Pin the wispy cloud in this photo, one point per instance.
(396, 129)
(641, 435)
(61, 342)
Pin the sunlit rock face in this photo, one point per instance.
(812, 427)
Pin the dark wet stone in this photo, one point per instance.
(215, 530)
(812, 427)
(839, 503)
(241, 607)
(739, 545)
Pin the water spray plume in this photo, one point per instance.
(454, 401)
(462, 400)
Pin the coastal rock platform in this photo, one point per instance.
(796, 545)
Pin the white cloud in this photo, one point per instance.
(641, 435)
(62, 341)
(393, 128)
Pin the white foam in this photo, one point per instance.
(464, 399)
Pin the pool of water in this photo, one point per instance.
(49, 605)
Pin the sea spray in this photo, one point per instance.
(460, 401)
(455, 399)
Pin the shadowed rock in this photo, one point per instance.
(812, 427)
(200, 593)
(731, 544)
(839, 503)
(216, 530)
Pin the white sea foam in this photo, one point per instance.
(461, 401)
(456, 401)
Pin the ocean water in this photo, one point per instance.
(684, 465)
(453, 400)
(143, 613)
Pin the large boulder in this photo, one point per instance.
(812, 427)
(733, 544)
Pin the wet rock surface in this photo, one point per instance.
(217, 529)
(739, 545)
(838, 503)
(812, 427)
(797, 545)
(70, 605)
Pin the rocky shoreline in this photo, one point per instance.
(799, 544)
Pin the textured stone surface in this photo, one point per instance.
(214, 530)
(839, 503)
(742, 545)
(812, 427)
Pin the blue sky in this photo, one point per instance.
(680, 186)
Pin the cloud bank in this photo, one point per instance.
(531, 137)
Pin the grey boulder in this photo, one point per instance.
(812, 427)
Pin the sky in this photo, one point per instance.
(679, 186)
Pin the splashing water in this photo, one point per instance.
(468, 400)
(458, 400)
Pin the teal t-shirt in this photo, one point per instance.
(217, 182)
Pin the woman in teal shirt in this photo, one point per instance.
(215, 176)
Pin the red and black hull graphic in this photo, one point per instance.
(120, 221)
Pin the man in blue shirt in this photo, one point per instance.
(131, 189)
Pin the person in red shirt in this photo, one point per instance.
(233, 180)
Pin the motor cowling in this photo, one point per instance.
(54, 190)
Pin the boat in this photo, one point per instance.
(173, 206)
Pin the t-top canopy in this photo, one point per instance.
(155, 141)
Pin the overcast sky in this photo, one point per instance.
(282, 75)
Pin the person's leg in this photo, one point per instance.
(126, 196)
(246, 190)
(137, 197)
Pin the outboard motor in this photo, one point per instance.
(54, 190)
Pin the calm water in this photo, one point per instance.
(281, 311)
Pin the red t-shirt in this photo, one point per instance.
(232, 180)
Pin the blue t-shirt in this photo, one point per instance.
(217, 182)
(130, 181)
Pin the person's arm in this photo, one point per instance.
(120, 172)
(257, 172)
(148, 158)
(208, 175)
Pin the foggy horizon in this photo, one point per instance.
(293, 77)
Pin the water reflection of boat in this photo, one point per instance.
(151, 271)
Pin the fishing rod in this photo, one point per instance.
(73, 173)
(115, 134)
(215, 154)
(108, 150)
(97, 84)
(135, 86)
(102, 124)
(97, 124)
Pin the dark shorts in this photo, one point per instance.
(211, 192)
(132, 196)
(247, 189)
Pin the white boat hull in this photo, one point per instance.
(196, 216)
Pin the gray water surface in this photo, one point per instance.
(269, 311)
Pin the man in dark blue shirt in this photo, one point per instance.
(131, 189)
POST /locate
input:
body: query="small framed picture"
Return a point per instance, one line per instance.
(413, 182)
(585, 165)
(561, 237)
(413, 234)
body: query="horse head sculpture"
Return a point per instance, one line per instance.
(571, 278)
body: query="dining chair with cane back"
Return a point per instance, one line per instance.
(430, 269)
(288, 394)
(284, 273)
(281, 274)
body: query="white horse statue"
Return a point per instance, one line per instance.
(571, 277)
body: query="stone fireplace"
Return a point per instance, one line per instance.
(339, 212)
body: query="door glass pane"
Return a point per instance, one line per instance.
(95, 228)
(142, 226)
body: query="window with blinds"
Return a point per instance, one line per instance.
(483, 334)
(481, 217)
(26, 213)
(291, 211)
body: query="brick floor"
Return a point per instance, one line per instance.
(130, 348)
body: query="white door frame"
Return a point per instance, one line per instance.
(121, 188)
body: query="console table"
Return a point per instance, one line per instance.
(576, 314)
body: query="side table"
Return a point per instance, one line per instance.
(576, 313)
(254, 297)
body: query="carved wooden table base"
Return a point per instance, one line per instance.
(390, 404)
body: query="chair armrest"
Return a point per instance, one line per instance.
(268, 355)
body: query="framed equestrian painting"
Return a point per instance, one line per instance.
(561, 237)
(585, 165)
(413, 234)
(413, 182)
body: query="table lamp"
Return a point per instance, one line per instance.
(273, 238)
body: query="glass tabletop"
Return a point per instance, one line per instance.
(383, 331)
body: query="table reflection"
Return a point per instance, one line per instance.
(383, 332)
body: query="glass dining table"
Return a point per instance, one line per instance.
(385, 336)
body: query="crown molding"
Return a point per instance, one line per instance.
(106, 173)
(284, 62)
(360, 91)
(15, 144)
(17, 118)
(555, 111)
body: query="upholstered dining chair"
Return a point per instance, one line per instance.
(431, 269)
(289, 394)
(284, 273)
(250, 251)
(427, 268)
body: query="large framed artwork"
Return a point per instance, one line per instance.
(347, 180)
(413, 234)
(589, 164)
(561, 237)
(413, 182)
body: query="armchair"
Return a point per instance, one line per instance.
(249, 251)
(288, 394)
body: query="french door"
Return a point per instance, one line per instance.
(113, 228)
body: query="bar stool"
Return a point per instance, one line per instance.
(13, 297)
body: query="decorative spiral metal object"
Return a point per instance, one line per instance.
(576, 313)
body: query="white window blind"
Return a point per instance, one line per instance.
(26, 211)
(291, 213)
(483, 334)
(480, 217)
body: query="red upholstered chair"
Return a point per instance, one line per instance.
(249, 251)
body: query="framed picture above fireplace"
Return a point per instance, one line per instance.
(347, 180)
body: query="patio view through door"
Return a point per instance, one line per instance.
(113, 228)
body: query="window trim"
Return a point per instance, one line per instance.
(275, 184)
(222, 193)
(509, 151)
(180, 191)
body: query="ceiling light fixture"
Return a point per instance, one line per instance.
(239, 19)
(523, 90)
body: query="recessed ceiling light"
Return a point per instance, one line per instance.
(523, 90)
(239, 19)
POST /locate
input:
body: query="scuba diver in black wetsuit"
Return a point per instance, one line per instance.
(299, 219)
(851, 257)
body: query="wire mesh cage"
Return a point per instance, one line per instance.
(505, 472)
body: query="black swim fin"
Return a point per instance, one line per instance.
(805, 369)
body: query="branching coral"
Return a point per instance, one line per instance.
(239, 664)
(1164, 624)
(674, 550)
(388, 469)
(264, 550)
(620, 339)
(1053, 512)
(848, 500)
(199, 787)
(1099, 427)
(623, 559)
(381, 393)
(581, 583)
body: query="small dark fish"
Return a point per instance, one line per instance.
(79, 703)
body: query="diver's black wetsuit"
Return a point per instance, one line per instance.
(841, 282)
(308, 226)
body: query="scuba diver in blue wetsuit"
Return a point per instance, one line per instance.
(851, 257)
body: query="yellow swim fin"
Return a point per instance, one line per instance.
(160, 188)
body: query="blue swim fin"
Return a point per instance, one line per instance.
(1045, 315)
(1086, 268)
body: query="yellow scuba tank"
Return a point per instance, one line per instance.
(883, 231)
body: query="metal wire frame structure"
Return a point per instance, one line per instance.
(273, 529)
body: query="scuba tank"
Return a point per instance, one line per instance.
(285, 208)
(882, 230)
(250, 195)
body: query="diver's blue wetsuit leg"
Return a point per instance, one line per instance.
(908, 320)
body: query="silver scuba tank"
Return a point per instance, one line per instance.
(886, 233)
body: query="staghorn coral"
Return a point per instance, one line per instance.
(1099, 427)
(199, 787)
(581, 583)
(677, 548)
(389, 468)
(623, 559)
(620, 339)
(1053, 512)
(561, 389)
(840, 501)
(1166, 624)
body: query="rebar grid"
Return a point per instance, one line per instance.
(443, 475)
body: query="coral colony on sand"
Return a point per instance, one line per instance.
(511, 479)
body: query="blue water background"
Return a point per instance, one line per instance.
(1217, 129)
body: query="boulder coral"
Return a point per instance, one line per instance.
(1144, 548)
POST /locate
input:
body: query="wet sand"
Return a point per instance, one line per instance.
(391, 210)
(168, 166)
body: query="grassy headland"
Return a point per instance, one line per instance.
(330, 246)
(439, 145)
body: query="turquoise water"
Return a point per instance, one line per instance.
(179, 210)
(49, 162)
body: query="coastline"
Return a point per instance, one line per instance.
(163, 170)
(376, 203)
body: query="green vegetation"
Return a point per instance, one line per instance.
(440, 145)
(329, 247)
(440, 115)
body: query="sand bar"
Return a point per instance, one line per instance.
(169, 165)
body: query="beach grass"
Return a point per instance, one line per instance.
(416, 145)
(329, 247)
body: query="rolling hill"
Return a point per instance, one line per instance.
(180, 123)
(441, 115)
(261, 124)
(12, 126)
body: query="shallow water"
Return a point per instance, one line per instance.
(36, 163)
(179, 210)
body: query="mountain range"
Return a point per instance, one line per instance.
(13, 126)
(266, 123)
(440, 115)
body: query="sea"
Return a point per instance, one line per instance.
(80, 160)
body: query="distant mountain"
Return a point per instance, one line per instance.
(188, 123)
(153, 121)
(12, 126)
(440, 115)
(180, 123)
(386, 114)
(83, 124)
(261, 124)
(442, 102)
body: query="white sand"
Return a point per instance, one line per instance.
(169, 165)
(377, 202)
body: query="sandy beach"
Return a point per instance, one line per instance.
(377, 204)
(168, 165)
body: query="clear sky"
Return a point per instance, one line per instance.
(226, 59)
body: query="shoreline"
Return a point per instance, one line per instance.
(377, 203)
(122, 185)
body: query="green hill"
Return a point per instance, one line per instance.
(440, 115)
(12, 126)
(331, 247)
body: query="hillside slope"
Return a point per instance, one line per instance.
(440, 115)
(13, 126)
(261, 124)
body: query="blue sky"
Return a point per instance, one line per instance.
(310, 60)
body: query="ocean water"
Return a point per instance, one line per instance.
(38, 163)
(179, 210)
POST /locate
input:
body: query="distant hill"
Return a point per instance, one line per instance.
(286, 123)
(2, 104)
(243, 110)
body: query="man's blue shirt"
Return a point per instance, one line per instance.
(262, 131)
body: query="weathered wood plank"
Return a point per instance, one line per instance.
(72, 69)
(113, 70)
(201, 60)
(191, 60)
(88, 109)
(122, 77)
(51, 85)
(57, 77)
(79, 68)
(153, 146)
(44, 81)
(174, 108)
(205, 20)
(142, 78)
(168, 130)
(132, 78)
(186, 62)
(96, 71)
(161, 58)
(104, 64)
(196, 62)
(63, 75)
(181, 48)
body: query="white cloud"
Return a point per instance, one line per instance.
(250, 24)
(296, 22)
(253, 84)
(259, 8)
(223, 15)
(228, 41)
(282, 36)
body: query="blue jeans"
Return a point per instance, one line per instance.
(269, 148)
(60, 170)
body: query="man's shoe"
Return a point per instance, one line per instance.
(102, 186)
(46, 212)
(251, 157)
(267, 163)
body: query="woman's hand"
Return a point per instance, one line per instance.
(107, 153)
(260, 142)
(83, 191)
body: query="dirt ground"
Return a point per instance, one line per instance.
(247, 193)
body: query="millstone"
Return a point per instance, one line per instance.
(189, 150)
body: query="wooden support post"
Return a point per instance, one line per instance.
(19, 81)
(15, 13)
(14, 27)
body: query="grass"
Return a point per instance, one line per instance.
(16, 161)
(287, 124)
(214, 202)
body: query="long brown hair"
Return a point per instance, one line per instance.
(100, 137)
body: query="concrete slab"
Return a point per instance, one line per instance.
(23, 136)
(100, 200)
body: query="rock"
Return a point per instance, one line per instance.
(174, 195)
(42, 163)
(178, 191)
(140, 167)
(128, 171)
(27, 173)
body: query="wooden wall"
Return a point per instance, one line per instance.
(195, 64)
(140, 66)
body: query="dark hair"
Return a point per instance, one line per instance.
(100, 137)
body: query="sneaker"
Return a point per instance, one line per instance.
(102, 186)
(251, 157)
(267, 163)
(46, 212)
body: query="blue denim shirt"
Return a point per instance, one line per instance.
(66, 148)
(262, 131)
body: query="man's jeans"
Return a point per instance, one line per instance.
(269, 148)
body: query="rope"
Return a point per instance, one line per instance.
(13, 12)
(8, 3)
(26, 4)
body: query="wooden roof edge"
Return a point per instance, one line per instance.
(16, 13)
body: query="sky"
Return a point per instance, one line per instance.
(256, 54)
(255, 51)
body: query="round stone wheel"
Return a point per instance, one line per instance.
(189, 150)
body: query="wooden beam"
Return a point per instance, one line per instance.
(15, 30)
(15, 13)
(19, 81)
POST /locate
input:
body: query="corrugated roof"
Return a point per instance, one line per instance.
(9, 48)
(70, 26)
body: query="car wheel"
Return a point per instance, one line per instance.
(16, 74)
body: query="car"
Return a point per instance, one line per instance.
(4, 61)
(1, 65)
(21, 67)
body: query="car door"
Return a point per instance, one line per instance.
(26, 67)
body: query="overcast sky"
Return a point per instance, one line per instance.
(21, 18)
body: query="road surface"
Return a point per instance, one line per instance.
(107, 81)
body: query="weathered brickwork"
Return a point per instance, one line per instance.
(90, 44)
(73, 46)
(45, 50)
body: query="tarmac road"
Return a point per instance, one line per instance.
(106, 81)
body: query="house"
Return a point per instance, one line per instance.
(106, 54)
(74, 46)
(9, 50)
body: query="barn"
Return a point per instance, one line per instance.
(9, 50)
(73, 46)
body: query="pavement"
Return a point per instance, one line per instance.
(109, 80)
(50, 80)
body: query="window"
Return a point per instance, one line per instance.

################

*WHAT YOU WILL DO:* Find every line in the records above that contains the word "horse" and copy each one in full. Matching is case-sensitive.

*FINISHED TASK:*
body: query="horse head sculpture"
body: query="white horse statue"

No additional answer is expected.